(Excerpt from a data file)

● ● ● ● ●

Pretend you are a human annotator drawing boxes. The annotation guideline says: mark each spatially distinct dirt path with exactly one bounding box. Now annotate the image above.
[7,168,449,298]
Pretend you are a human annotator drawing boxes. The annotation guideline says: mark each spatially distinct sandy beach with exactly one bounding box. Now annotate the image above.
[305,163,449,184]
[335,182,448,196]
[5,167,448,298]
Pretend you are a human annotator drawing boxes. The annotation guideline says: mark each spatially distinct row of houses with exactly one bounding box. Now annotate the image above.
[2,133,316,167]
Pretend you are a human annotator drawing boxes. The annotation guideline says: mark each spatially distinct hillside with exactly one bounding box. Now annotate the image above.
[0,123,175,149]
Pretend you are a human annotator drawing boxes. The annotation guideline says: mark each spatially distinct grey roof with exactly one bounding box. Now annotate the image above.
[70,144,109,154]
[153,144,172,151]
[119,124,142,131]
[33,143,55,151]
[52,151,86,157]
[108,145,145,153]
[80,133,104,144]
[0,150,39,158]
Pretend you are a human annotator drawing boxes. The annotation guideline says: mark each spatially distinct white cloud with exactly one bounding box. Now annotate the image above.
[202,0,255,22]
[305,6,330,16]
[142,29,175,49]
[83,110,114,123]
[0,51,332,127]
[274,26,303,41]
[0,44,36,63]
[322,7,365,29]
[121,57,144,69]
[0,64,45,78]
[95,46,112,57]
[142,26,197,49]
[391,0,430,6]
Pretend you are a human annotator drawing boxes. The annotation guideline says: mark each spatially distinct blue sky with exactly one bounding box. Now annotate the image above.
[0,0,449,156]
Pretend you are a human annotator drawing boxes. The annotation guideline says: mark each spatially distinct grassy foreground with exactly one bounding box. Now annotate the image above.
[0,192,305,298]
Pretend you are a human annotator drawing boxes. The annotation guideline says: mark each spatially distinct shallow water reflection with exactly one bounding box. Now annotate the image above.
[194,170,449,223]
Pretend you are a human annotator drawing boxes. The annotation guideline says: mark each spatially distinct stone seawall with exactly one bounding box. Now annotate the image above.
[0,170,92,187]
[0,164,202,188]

● ● ● ● ●

Can you render the stretch of material from the line containing "spatially distinct blue" through the end as a two-column CSV with columns named instruction and boxes? Use one row per instruction, holding its text and the boxes beneath it, each in a single quoted field with line breaks replaced by spaces.

■ **Written response**
instruction,boxes
"Pretend you are a human annotator drawing boxes. The annotation guideline says: mark each spatially distinct blue sky with exactly one bounding box. Now annotate the image above.","[0,0,449,156]"
"Pretend you are a human annotator drawing boxes. The annotation guideline says: mark each spatially distinct grassy foreground with exactly one bounding box. Now annotate the image above.","[0,192,305,298]"
"Pretend you are a human annotator drawing boxes. The annotation guideline says: mark each spatially distinct shallow water reflection with exactly one bounding box. Now annotate the image above.","[194,170,449,223]"
"Pretend you are a human annotator drawing boxes. The annotation guideline says: mark each spatially distinct stone seawall with exactly one bounding box. Now annotate the image above.","[0,170,92,187] [0,164,202,188]"